++++ Material for the task ++++

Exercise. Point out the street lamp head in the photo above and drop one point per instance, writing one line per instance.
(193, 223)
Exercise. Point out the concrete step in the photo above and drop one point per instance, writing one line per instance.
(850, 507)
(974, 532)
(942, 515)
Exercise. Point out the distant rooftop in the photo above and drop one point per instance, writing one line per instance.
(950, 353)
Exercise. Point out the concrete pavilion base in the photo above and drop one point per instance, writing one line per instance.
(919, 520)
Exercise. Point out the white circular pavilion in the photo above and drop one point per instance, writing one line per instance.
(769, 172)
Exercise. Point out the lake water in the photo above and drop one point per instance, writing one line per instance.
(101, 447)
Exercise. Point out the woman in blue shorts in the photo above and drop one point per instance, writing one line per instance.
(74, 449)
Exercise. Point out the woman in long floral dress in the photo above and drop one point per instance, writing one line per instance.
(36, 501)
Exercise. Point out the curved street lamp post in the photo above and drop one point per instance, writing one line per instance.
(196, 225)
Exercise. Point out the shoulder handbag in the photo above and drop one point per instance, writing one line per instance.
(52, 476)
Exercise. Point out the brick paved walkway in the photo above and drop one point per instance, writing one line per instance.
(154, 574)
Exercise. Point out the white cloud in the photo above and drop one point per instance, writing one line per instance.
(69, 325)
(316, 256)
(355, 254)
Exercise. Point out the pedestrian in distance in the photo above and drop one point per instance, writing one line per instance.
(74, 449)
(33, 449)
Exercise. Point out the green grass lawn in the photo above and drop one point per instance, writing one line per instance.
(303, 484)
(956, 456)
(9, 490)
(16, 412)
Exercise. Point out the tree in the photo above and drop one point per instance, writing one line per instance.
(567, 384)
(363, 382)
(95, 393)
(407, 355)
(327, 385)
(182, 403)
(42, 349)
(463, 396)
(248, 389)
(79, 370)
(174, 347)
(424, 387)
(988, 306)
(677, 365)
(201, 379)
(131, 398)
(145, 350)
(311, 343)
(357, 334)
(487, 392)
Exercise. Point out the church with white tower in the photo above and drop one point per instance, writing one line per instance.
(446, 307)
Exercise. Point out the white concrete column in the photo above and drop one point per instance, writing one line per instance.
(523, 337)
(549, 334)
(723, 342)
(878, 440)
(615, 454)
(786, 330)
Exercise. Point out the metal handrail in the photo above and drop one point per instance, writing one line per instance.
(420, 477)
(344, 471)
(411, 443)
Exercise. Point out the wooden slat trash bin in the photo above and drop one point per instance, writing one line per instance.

++++

The records need to be set down again without a single difference.

Exercise. Point out the street lamp head in the photo above and drop one point per instance, writing one line per instance.
(193, 223)
Exercise. Point out the concrete step in the photo above and drop one point per instance, writing one line per instance.
(850, 507)
(974, 532)
(942, 515)
Exercise. Point out the distant rooftop in the photo above and drop one point per instance, writing one line per instance.
(950, 353)
Exercise. Point out the concrete pavilion base in the photo above and drop one point per instance, writing one line per instance.
(919, 520)
Exercise. Point out the white circular pavilion in the photo above and drop one point per instance, writing one line per instance.
(769, 172)
Exercise. Point out the lake water in the photo above and drop one point per instance, writing one line per instance.
(101, 447)
Exercise. Point out the woman in blue shorts in the photo above and drop one point per instance, writing one line per instance.
(74, 449)
Exercise. Point out the woman in long floral dress in the photo above and drop one point per instance, writing one line per instance.
(36, 501)
Exercise. Point out the curved street lamp post in the photo above and drop one point per instance, writing one line per instance.
(196, 225)
Exercise. Point out the shoulder handbag in the photo above and drop one point per instance, writing one line per instance.
(52, 476)
Exercise. Point out the brick paved walkway in the photo above and drop one point per instance, writing one line per instance.
(154, 574)
Exercise. Point out the white cloud in the photo above and drop one point per instance, writing one line per instance.
(69, 325)
(316, 256)
(355, 254)
Exercise. Point out the pedestrian in distance in the photo above and drop one point per instance, writing one line per instance.
(74, 449)
(33, 449)
Exercise. Point out the green grass lawn in the photo above and drop one point per instance, writing one line per instance.
(303, 484)
(956, 456)
(9, 490)
(16, 412)
Exercise. Point out the tree in the photo above and drop one point per instance, writing one line per instance.
(567, 384)
(363, 382)
(95, 393)
(407, 355)
(327, 385)
(182, 403)
(42, 349)
(463, 396)
(248, 389)
(79, 370)
(174, 347)
(424, 387)
(988, 306)
(677, 365)
(201, 379)
(131, 398)
(145, 350)
(311, 343)
(357, 334)
(487, 392)
Exercise. Point out the church with white tower in the photo above and drop one point per instance, writing one line per instance.
(446, 307)
Exercise. Point out the white concrete column in the photo above and drop one point per instance, writing one line per instance.
(523, 337)
(549, 334)
(723, 342)
(878, 440)
(615, 454)
(786, 330)
Exercise. Point out the metal handrail in the photo above and drop one point per instance, writing one line per instance.
(420, 477)
(344, 471)
(411, 443)
Exercise. Point out the wooden slat trash bin in the photo above and drop one point per instance, writing one line per instance.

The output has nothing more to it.